Records contained in a dataset →
== == ==
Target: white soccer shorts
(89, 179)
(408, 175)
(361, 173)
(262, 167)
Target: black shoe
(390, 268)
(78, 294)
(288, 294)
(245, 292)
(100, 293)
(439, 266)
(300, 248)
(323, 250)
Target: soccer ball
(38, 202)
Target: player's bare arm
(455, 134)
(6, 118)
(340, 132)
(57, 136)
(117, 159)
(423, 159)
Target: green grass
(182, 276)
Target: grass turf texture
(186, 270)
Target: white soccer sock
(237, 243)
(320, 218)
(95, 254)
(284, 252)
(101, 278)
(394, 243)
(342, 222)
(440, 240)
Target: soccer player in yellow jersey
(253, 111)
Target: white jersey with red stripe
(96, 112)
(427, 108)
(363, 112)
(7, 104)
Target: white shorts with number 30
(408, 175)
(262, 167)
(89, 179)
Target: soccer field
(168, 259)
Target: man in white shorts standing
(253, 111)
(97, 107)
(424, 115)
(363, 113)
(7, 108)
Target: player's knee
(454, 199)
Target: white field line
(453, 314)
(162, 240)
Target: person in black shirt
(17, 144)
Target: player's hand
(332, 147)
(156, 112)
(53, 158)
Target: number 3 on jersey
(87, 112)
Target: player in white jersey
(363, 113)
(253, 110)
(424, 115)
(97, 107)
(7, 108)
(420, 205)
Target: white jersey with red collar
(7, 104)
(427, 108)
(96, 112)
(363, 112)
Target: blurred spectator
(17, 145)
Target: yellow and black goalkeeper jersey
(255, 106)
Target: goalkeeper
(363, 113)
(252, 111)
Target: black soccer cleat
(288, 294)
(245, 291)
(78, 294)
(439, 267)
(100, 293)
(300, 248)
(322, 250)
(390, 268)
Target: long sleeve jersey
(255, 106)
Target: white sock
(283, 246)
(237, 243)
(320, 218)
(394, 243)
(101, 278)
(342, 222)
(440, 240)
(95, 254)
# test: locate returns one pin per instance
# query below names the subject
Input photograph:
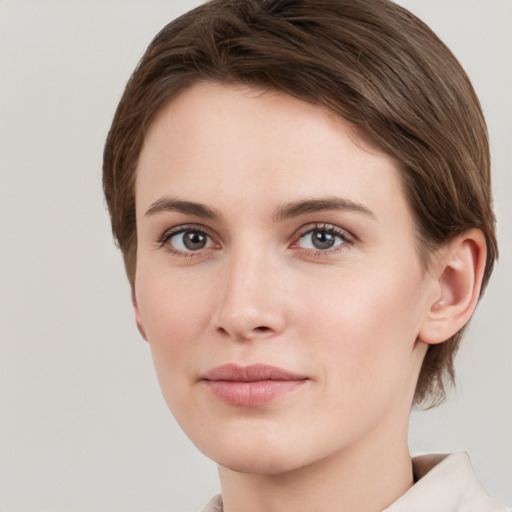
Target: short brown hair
(369, 61)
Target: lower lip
(252, 394)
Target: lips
(251, 386)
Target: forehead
(218, 141)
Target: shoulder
(214, 505)
(446, 483)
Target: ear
(457, 268)
(138, 318)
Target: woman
(301, 193)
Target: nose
(251, 299)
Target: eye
(186, 240)
(323, 238)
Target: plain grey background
(82, 424)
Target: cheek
(365, 328)
(175, 312)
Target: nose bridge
(248, 301)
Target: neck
(367, 477)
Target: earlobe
(138, 318)
(458, 270)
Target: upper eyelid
(300, 232)
(308, 228)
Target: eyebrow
(303, 207)
(169, 204)
(284, 212)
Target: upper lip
(251, 373)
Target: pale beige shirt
(445, 483)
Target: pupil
(323, 240)
(194, 241)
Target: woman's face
(278, 281)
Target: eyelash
(345, 236)
(166, 237)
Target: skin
(348, 318)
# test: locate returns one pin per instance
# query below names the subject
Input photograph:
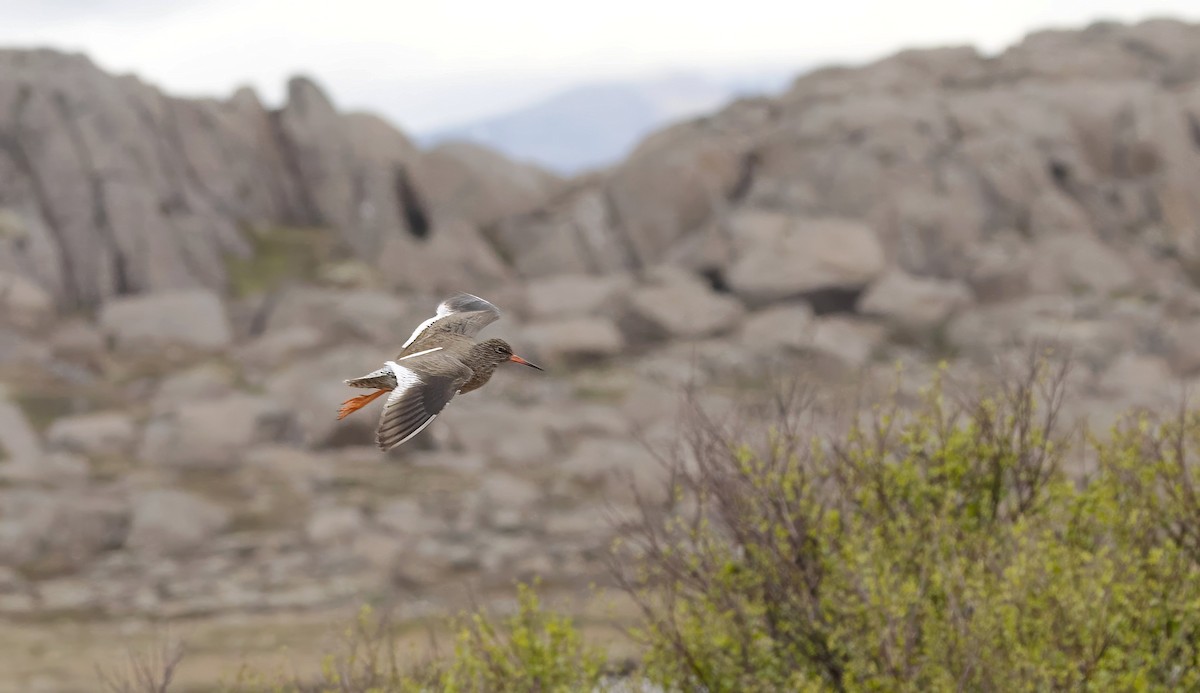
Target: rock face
(192, 319)
(786, 257)
(113, 188)
(172, 522)
(933, 205)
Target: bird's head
(498, 351)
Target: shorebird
(439, 361)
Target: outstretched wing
(461, 314)
(425, 384)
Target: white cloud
(424, 62)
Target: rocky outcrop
(114, 188)
(934, 205)
(153, 324)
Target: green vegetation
(529, 650)
(941, 547)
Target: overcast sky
(431, 62)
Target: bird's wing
(425, 384)
(461, 314)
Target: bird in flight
(441, 360)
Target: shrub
(933, 549)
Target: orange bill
(355, 403)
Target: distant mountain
(595, 125)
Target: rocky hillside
(108, 187)
(184, 284)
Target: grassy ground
(63, 656)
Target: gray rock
(1078, 263)
(57, 469)
(1185, 348)
(55, 531)
(18, 440)
(196, 384)
(678, 311)
(215, 433)
(778, 327)
(192, 319)
(334, 525)
(785, 257)
(617, 468)
(913, 303)
(168, 523)
(313, 389)
(105, 433)
(473, 182)
(23, 303)
(846, 339)
(369, 314)
(573, 295)
(406, 517)
(575, 339)
(277, 348)
(509, 434)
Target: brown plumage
(439, 361)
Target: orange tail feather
(355, 403)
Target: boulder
(846, 339)
(913, 303)
(479, 185)
(678, 311)
(103, 433)
(214, 433)
(507, 433)
(671, 184)
(617, 468)
(313, 389)
(19, 441)
(59, 531)
(369, 314)
(23, 303)
(784, 257)
(196, 384)
(573, 295)
(786, 326)
(334, 525)
(575, 339)
(1068, 264)
(507, 501)
(172, 523)
(279, 347)
(151, 324)
(1183, 349)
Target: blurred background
(213, 212)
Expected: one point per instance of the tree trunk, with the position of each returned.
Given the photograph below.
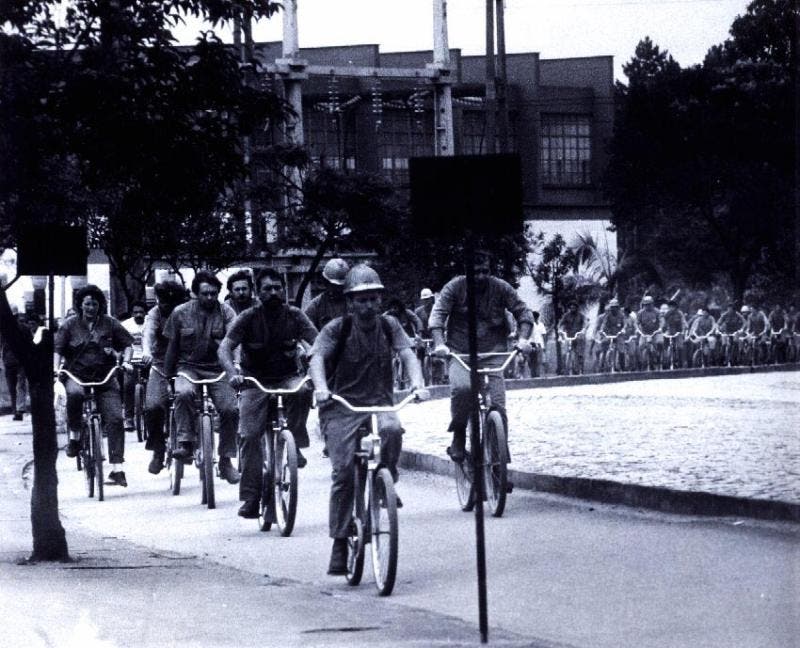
(49, 539)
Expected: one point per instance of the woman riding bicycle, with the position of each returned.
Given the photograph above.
(352, 357)
(86, 345)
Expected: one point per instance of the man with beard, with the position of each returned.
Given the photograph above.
(154, 346)
(271, 337)
(195, 330)
(135, 326)
(493, 297)
(352, 357)
(240, 291)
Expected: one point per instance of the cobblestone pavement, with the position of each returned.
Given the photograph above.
(726, 435)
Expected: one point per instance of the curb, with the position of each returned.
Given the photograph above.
(665, 500)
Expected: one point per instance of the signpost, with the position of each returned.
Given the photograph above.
(466, 199)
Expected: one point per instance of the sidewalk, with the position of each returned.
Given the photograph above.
(116, 594)
(713, 445)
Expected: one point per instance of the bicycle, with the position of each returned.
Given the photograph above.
(279, 469)
(493, 443)
(204, 452)
(670, 357)
(90, 457)
(572, 359)
(140, 372)
(603, 364)
(648, 352)
(374, 520)
(702, 352)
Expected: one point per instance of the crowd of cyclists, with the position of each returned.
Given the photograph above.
(355, 343)
(659, 337)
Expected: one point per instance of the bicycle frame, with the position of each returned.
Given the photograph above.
(380, 501)
(571, 365)
(91, 457)
(204, 454)
(279, 478)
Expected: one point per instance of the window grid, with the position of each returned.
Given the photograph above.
(566, 152)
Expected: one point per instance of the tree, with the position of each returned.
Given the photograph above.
(105, 121)
(701, 167)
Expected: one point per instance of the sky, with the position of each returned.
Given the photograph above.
(554, 28)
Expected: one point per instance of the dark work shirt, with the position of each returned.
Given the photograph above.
(269, 341)
(88, 350)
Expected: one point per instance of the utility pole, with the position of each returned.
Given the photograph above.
(490, 101)
(501, 78)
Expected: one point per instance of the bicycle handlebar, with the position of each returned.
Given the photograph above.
(511, 355)
(375, 409)
(201, 381)
(278, 392)
(75, 379)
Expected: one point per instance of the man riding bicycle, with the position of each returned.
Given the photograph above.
(572, 323)
(169, 294)
(194, 331)
(135, 326)
(274, 338)
(493, 297)
(86, 344)
(352, 357)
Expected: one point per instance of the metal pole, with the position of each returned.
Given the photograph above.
(475, 442)
(501, 79)
(490, 104)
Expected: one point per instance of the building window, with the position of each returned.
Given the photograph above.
(330, 138)
(403, 134)
(566, 150)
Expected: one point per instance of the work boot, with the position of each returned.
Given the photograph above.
(73, 448)
(456, 449)
(227, 471)
(117, 479)
(249, 510)
(156, 463)
(338, 564)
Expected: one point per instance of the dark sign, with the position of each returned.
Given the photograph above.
(51, 249)
(477, 193)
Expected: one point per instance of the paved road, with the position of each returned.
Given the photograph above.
(728, 435)
(561, 572)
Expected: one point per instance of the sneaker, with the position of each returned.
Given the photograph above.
(456, 449)
(185, 450)
(249, 510)
(338, 563)
(117, 479)
(227, 471)
(156, 463)
(73, 448)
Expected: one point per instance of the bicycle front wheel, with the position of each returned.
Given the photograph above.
(358, 532)
(138, 411)
(97, 451)
(495, 472)
(383, 530)
(85, 458)
(465, 488)
(207, 463)
(285, 482)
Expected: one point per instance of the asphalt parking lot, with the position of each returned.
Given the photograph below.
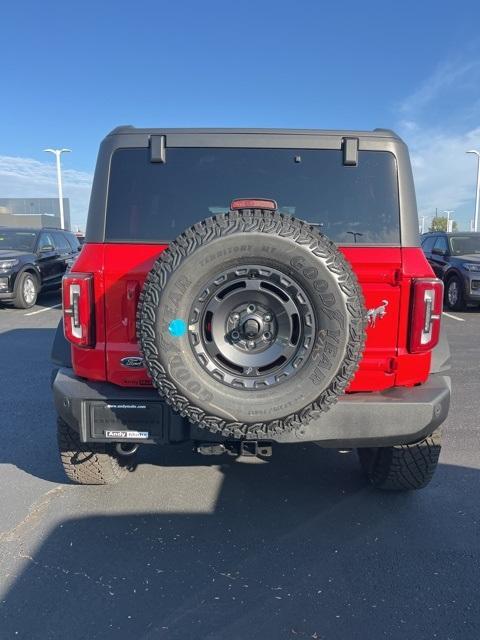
(193, 547)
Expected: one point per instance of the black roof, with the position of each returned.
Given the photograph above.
(451, 233)
(33, 229)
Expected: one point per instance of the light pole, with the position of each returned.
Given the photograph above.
(477, 198)
(57, 153)
(448, 219)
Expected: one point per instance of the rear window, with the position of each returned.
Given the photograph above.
(154, 202)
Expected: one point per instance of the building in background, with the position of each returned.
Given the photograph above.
(33, 212)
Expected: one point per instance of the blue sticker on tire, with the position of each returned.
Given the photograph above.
(177, 328)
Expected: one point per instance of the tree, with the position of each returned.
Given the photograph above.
(440, 224)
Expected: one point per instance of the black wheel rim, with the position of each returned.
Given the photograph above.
(252, 327)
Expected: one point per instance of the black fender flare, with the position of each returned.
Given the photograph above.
(61, 354)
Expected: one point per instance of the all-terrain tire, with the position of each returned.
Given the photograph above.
(87, 463)
(202, 255)
(402, 467)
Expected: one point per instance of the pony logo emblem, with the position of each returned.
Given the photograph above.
(377, 312)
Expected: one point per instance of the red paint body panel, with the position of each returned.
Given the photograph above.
(384, 273)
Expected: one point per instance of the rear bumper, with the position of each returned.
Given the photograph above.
(102, 412)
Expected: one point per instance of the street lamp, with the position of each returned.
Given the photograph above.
(477, 153)
(57, 153)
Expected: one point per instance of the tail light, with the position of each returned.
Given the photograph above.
(426, 314)
(78, 309)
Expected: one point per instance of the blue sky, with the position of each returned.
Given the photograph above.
(71, 72)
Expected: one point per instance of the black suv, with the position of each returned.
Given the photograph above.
(32, 260)
(455, 258)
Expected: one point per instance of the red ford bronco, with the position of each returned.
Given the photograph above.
(243, 289)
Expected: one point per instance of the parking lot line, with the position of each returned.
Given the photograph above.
(32, 313)
(450, 315)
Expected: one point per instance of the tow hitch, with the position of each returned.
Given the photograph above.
(247, 448)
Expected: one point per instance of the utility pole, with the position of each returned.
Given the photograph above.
(477, 197)
(57, 153)
(448, 220)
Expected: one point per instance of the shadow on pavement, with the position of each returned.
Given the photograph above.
(296, 548)
(45, 300)
(27, 418)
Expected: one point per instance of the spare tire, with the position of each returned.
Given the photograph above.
(251, 323)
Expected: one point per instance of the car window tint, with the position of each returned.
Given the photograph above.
(427, 244)
(154, 202)
(61, 242)
(465, 244)
(45, 240)
(72, 241)
(441, 243)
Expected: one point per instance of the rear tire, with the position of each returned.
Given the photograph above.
(27, 291)
(454, 294)
(402, 467)
(87, 463)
== == ==
What you are asked to do →
Counting only the lines that include "bicycle", state how many there are in the entries, and nothing else.

Exercise answer →
6